The exercise >> Quote the whole listing verbatim.

● ● ● ●

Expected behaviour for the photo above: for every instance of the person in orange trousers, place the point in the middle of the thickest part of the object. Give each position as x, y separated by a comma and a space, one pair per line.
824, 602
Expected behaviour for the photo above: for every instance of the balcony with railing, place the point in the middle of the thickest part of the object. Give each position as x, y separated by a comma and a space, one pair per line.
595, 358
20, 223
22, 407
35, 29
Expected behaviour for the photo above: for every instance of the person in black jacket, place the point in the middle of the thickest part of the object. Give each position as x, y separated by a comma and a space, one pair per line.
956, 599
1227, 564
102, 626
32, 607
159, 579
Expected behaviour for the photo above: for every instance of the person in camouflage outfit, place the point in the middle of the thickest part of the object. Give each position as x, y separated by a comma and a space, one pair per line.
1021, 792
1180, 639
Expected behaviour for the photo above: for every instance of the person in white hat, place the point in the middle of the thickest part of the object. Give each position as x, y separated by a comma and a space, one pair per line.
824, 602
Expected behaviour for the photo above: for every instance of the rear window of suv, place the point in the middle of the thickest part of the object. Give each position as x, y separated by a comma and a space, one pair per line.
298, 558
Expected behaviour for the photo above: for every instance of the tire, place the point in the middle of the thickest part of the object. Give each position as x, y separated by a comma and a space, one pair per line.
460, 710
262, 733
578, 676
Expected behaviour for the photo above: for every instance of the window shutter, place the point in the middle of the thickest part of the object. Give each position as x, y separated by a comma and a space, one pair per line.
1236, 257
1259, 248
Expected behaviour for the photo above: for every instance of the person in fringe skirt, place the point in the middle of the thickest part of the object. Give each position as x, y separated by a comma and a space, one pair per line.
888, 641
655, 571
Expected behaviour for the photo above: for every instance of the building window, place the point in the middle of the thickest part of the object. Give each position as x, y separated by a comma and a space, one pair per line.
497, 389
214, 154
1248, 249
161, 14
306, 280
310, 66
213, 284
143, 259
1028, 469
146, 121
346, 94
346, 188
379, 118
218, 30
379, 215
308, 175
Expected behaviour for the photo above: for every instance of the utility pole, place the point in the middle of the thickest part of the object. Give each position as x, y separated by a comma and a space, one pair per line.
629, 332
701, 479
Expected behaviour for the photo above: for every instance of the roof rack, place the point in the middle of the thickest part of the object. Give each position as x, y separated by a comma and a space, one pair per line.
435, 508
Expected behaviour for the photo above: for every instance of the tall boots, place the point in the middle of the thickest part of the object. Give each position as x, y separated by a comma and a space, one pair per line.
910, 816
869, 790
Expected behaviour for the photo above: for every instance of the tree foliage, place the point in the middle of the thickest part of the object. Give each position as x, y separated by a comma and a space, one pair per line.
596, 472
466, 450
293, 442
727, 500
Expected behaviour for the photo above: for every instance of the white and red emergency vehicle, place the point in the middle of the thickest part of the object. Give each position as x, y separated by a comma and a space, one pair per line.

● ● ● ●

Answer >>
Expected behaviour for the photo above: for every instance of the person in orange trousers, place the point in the middle of the thickest part of the object. Give each position as x, y separated by a comma and a space, one pair per line.
824, 602
Expected behaviour for the photo above: for every instance of the balcony with railing, place the point in the middle of the thickest part of the object. Give each position as x, y separated by a comma and a space, one pair per line.
595, 358
20, 223
22, 407
35, 29
Expected behaviour for the photo above: for every instance of the person in black jacket, place the point in the middle of the thickest part of the object. Give each position as x, y separated by a comma and a space, one pair per line.
956, 599
1227, 564
102, 626
32, 607
159, 579
Expected behaviour for the photo above: for every instance of the person in camouflage outfit, place the point in the middle of the thickest part of the object. Give each position as x, y separated by a comma and a space, one pair per line.
1021, 792
1180, 639
Expected behaviour for the photo above: for every instance of the person in white hat, place the point in the middle of the thickest part of the object. Give each position as x, y separated by a comma and a space, one pair per line.
824, 602
Expected behaviour for the photo above: for every instance of the rear window of suv, place the point in the middle of the thickest part of the object. Give each position as x, y separated by a comma and a space, one pair per line.
298, 558
Expected behaviour for the photo above: for every instance of the tire, place the point in the middle of the thickest part of the object. Give each position as x, y separated by a comma and a space, one pair per line.
460, 710
262, 733
578, 676
Expected behaviour for the photo above: for every instance of the window shutter, place the point in the middle of the thickest part of the object. Give each position as x, y separated by a comma and a space, one pair per line.
1236, 257
1259, 248
Expected behaviour for the photo above: for every instance of the person in fringe skirt, place the point in the middle of the thickest part of the object. Give each position as x, y separated by a comma and a space, one pair per line.
888, 641
655, 571
Expected behaviour for the photo above: for every instance of the building window, place the point in the middle of the thickest part of the object. Give each position as x, y separated by a comma and a space, one pair per line.
497, 389
214, 154
1248, 249
161, 14
306, 280
310, 66
213, 284
143, 259
1028, 469
146, 121
346, 94
346, 188
379, 118
218, 30
379, 215
308, 175
Expected behaviour for the photo above: for every instance of the utility pole, place the point in the middle of the thickest part of the object. Give each position as x, y separated by a comma and a space, one pair per line.
629, 332
701, 479
Expected behaviour for the photo above: for every instance of the roof rack, place the point in the middle of the thickest part of the object. Give each position as x, y separated by a comma and a space, one pair per line.
435, 508
Expected behaviour for the photo above: for every instance of the tall boots, place the point in the middle of the thickest part of the object. Give each position as x, y separated by a comma and a space, one pair per line.
910, 816
869, 790
Expected behaviour for the photo above: for every instance of the tree foliage, place the point in the middle of the thickest part of the object. Give each position as x, y separated by a comma and a space, one pair per line.
596, 472
466, 450
293, 442
727, 500
Expected behaviour for the photo above: for every instance of the white and red emergency vehicle, place the point in the middle of the thickest part of the object. Give each position as x, y separated by a comma and a space, one pair per line.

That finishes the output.